*EXERCISE*:
Only the lines from the one containing "locate: handshake |" to the end of the entries should be written out, each exactly as it stands, both ends included.

*DATASET CONTENT*:
■ ■ ■ ■ ■ ■ ■
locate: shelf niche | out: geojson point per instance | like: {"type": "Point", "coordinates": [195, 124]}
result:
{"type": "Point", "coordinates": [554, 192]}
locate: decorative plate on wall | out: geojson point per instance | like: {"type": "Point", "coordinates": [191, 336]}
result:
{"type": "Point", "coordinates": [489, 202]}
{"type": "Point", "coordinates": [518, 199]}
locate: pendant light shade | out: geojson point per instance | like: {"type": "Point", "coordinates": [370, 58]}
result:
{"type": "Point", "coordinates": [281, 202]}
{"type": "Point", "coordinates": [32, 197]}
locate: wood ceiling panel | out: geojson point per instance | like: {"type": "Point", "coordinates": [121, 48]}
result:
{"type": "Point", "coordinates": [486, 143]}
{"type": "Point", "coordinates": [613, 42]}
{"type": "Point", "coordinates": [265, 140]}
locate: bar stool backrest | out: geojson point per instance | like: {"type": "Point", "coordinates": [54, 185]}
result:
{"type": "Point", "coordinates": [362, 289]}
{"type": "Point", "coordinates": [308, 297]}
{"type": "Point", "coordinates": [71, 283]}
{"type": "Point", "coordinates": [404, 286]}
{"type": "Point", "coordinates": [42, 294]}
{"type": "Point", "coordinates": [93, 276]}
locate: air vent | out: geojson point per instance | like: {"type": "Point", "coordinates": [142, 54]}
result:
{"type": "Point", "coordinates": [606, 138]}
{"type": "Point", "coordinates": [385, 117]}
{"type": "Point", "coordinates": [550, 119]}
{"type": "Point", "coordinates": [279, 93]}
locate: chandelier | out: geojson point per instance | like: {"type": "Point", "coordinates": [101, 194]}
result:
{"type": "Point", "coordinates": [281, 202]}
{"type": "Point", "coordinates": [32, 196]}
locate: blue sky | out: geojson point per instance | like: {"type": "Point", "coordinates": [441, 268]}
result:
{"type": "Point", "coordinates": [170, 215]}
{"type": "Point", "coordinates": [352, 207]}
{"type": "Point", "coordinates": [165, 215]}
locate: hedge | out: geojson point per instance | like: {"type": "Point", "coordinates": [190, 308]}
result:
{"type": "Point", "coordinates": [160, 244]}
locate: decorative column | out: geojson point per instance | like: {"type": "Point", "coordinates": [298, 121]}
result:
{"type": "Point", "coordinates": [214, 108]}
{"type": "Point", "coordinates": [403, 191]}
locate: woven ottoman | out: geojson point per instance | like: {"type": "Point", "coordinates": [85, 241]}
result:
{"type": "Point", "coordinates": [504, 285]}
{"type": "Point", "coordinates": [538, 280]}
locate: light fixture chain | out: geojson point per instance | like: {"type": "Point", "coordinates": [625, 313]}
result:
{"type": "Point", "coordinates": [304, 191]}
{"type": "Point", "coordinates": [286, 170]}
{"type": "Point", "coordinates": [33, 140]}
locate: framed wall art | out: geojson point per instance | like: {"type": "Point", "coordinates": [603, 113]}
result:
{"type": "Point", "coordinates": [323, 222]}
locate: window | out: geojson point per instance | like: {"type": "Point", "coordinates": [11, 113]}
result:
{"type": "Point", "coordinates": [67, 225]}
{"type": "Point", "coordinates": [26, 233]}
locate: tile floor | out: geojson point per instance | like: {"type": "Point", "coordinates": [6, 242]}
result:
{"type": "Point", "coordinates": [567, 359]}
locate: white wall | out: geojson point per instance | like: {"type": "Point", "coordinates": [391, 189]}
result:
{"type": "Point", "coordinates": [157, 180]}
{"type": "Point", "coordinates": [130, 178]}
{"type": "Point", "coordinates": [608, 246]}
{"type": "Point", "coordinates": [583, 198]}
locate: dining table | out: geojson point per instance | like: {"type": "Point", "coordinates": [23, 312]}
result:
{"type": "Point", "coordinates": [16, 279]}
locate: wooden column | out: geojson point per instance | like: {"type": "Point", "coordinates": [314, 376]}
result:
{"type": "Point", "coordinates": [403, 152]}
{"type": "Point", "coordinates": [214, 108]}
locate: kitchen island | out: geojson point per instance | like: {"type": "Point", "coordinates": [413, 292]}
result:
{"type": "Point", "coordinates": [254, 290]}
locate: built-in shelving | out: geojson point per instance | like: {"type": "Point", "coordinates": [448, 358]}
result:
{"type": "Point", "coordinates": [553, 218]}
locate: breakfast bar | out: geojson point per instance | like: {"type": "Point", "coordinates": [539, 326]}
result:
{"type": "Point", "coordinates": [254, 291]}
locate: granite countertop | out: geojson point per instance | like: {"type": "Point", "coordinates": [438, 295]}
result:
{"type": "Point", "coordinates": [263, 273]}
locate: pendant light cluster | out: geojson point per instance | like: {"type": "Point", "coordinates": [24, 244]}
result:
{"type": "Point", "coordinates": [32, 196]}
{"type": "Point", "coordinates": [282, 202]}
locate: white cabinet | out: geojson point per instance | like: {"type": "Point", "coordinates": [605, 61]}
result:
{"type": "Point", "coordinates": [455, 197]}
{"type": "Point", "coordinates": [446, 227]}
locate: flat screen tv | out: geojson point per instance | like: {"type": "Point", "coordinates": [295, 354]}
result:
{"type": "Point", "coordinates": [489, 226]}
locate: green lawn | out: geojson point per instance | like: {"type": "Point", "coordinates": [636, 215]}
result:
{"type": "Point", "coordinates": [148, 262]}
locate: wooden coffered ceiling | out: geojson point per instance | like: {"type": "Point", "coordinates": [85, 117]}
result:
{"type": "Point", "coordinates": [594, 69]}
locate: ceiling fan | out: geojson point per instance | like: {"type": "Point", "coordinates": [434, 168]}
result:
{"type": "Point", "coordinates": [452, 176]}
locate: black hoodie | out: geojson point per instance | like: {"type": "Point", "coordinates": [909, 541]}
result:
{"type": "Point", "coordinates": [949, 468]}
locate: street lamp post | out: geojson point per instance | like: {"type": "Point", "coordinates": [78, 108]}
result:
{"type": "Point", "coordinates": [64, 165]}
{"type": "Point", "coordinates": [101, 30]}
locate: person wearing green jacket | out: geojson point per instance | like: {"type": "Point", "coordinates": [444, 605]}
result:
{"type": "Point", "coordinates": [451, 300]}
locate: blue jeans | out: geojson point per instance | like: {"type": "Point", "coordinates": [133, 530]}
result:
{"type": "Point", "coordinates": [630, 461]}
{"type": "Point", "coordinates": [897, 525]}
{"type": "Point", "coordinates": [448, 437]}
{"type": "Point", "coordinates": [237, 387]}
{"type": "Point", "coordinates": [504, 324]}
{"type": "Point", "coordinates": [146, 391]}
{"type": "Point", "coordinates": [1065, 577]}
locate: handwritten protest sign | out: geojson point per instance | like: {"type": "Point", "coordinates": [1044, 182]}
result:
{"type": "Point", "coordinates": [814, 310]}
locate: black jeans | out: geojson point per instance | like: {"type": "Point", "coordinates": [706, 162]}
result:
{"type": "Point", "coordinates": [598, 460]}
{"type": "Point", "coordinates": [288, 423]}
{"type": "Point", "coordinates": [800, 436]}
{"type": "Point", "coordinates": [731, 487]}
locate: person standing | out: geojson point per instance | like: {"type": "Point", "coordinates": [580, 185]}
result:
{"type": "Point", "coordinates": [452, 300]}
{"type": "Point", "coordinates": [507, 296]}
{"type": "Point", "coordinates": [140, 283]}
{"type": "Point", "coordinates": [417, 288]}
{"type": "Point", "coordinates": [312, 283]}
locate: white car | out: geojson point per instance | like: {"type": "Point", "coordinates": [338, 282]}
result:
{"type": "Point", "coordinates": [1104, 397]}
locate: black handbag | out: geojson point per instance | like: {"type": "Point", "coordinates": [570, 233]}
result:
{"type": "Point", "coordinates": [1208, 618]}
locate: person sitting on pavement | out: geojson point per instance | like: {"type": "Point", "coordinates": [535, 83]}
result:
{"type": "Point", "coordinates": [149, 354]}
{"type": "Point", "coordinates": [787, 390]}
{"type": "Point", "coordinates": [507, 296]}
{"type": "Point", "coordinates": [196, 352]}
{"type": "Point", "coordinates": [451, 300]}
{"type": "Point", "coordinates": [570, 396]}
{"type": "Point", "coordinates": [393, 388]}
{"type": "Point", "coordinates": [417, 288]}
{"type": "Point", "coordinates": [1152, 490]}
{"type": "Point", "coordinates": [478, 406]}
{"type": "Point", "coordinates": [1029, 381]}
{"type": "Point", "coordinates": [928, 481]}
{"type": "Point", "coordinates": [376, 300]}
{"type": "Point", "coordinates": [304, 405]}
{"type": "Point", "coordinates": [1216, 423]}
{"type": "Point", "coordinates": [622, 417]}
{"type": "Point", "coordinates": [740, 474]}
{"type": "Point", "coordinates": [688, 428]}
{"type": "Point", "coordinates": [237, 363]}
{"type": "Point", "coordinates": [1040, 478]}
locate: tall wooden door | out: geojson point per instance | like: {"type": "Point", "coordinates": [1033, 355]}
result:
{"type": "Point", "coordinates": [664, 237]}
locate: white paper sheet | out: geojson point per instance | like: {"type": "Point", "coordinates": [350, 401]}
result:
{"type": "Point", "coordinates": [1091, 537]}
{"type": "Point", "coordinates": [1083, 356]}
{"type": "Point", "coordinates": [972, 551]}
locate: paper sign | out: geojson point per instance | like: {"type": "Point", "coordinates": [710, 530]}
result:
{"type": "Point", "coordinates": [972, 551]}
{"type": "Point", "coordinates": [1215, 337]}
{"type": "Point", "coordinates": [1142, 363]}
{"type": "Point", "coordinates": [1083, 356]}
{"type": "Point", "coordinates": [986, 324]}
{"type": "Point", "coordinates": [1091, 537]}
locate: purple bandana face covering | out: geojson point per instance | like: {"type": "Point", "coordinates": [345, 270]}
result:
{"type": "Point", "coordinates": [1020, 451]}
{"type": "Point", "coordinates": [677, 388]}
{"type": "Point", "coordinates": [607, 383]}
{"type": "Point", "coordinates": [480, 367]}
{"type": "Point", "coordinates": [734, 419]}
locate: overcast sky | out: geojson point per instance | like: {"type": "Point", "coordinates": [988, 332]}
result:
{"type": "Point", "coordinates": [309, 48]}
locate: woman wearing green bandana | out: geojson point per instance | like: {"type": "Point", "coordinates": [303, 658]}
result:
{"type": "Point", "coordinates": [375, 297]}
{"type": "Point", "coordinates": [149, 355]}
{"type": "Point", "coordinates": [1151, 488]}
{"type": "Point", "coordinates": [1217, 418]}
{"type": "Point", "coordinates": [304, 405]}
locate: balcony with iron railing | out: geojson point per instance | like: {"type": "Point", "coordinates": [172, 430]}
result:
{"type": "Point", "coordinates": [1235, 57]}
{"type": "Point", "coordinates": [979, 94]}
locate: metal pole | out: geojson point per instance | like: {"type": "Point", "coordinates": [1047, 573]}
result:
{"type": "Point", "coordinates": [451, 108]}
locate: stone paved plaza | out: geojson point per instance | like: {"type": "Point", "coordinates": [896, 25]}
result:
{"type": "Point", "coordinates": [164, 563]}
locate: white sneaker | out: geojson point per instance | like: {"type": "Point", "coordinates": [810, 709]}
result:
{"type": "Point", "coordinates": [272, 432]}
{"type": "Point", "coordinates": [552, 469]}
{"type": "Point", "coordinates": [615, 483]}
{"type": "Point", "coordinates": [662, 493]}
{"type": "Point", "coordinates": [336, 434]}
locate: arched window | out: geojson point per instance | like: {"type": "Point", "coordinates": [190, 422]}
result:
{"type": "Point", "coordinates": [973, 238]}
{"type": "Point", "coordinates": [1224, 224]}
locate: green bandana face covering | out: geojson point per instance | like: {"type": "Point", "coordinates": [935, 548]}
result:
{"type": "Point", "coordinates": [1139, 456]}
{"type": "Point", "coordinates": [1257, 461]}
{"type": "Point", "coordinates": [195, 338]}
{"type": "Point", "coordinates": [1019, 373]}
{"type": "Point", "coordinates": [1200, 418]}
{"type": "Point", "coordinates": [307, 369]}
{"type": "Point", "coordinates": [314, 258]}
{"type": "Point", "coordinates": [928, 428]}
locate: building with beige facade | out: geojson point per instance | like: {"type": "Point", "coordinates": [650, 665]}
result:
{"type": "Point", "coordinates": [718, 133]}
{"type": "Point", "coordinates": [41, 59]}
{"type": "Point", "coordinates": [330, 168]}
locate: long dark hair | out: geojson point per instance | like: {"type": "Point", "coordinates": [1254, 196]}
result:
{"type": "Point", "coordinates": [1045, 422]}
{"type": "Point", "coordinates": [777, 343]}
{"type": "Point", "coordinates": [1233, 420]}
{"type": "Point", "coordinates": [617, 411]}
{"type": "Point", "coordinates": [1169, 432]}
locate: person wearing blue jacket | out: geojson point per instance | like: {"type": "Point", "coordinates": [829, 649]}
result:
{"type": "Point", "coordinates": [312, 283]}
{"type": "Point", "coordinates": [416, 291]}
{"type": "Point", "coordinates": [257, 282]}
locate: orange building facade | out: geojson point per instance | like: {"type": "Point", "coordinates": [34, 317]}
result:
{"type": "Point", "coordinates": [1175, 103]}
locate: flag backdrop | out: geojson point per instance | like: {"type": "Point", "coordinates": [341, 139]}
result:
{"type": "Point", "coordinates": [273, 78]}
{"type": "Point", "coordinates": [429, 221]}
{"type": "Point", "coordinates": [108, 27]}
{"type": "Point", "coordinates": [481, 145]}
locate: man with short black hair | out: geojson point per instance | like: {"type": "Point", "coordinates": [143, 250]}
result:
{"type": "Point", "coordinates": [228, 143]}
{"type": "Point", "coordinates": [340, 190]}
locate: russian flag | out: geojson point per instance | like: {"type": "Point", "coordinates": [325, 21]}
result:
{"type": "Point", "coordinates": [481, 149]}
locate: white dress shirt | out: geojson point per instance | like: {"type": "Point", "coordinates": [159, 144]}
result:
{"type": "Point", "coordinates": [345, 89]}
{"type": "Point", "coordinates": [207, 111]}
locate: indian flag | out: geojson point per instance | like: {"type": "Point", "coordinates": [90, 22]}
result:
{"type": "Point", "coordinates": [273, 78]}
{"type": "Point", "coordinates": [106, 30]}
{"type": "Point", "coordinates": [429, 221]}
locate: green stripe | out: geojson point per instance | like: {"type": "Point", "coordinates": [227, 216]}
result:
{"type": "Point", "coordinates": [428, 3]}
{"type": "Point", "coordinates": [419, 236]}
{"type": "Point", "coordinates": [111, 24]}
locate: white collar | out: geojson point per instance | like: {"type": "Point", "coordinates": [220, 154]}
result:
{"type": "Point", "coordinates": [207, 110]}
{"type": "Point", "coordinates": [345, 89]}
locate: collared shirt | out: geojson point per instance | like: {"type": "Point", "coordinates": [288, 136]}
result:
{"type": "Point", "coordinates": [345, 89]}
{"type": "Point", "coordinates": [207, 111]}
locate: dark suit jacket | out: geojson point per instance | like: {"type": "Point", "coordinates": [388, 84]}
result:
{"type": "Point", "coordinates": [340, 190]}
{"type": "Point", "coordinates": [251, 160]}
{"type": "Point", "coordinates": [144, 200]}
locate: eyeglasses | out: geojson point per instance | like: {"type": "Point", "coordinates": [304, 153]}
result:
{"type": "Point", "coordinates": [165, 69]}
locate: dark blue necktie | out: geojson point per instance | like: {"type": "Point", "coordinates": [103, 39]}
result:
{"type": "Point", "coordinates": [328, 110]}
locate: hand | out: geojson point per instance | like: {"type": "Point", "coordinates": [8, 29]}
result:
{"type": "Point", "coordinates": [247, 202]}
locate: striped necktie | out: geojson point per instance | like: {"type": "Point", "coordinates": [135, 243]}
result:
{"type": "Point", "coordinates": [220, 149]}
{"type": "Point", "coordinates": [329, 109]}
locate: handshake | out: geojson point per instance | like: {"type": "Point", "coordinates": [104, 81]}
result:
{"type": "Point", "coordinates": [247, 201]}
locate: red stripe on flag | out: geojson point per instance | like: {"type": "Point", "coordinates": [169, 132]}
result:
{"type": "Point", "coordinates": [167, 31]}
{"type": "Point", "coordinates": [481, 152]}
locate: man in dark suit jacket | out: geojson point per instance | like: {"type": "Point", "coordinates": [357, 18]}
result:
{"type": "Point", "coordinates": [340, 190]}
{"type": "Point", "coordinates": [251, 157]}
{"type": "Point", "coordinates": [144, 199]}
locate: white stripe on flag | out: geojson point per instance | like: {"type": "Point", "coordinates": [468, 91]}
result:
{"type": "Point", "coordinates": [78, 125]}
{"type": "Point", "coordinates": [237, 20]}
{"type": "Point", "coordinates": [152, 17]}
■ ■ ■ ■ ■ ■ ■
*FULL SOLUTION*:
locate: handshake | out: geojson point per instance | like: {"type": "Point", "coordinates": [104, 81]}
result:
{"type": "Point", "coordinates": [247, 201]}
locate: red stripe on flag | out: geojson point per instance | like: {"type": "Point", "coordinates": [169, 132]}
result:
{"type": "Point", "coordinates": [167, 31]}
{"type": "Point", "coordinates": [481, 152]}
locate: man in dark suit jacket | out: geojson point per instance | like: {"type": "Point", "coordinates": [357, 18]}
result:
{"type": "Point", "coordinates": [340, 190]}
{"type": "Point", "coordinates": [251, 157]}
{"type": "Point", "coordinates": [144, 199]}
locate: white stripe on flag | out: geojson point per instance | like: {"type": "Point", "coordinates": [468, 91]}
result:
{"type": "Point", "coordinates": [78, 125]}
{"type": "Point", "coordinates": [237, 20]}
{"type": "Point", "coordinates": [152, 17]}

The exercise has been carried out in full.